| SET TASK |
Repeat every line below exactly, word for word.

(Entries from an annotation dataset)

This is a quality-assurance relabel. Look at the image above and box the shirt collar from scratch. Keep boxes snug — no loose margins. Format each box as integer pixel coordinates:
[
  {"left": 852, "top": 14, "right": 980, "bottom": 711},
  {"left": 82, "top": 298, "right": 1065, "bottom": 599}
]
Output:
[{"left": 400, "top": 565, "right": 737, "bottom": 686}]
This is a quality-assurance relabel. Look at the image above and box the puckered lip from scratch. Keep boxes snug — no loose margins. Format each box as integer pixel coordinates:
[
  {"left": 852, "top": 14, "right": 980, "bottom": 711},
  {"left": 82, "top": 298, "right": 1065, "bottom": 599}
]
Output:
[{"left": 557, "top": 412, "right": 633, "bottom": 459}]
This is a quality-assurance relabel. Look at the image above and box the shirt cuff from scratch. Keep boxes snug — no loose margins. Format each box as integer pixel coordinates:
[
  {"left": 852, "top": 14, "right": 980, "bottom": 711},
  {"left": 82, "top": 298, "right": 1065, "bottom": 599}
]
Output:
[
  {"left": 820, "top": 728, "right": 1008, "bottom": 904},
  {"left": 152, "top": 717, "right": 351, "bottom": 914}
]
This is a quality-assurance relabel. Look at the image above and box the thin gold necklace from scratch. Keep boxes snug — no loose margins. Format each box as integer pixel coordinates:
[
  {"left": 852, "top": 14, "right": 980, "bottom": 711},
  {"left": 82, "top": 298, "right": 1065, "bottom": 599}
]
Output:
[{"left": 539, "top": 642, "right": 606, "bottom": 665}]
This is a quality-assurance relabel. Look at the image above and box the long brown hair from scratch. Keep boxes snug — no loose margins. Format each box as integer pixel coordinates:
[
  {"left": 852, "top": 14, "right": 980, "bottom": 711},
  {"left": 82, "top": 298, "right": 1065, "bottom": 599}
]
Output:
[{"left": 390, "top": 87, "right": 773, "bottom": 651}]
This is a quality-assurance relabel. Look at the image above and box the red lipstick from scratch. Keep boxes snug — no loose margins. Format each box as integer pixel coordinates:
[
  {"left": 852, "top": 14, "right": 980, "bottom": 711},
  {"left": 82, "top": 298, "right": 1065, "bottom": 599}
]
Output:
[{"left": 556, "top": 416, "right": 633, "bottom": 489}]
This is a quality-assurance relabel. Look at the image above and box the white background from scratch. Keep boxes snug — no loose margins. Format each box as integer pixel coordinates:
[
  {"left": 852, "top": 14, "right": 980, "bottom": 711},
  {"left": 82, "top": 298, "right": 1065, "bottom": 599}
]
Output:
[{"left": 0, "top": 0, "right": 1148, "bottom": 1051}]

| SOLUTION FOR THIS EXERCISE |
This is a quality-assurance relabel. Look at the image above and box the shirt collar from scratch. Keep boxes snug — no loose margins. Format each box as integer pixel coordinates:
[
  {"left": 852, "top": 14, "right": 980, "bottom": 711},
  {"left": 82, "top": 298, "right": 1065, "bottom": 599}
]
Output:
[{"left": 400, "top": 565, "right": 737, "bottom": 686}]
This is a quality-assurance relabel. Look at the image above and box the puckered lip from scratch. Keep boxes snug — no loose margins. Format each box as integer pixel coordinates:
[
  {"left": 852, "top": 14, "right": 980, "bottom": 711},
  {"left": 82, "top": 298, "right": 1065, "bottom": 599}
]
Output:
[{"left": 557, "top": 412, "right": 633, "bottom": 459}]
This is a quality-assurance relabel. Look at the image above and box the shirt cuff from scratch. Keep boxes snug — no loose margins. Format each box as integer pixel coordinates:
[
  {"left": 852, "top": 14, "right": 980, "bottom": 711},
  {"left": 82, "top": 298, "right": 1065, "bottom": 599}
]
Output:
[
  {"left": 820, "top": 728, "right": 1008, "bottom": 904},
  {"left": 152, "top": 717, "right": 351, "bottom": 914}
]
This is a quality-assurance relabel. Look at the image above and box the thin gold necklace from scratch. Keep boxes snug — no loose margins. Format each box as integer pixel coordinates:
[
  {"left": 852, "top": 14, "right": 980, "bottom": 711},
  {"left": 82, "top": 298, "right": 1065, "bottom": 599}
]
Output:
[{"left": 539, "top": 642, "right": 606, "bottom": 665}]
This is a quality-assurance relabel. Look at the image above and box the long brown hair from scratch. Keep boxes snug — no loose margins. Format each box as integer pixel coordinates:
[
  {"left": 852, "top": 14, "right": 980, "bottom": 711},
  {"left": 82, "top": 298, "right": 1065, "bottom": 599}
]
Output:
[{"left": 390, "top": 87, "right": 773, "bottom": 651}]
This is a quality-assurance relabel. Look at the image above and box the red lipstick from scratch. Keep boxes snug — no loose margins. Format each box as integer pixel coordinates:
[
  {"left": 852, "top": 14, "right": 980, "bottom": 711},
  {"left": 82, "top": 298, "right": 1065, "bottom": 599}
]
Output:
[{"left": 556, "top": 416, "right": 633, "bottom": 489}]
This is a quality-assurance relabel. Look at the image above and box the white background from scratch. Keep boxes snug — no loose margins. Format each box as integer pixel coordinates:
[
  {"left": 852, "top": 14, "right": 980, "bottom": 711},
  {"left": 82, "top": 298, "right": 1065, "bottom": 599}
]
Output:
[{"left": 0, "top": 0, "right": 1148, "bottom": 1051}]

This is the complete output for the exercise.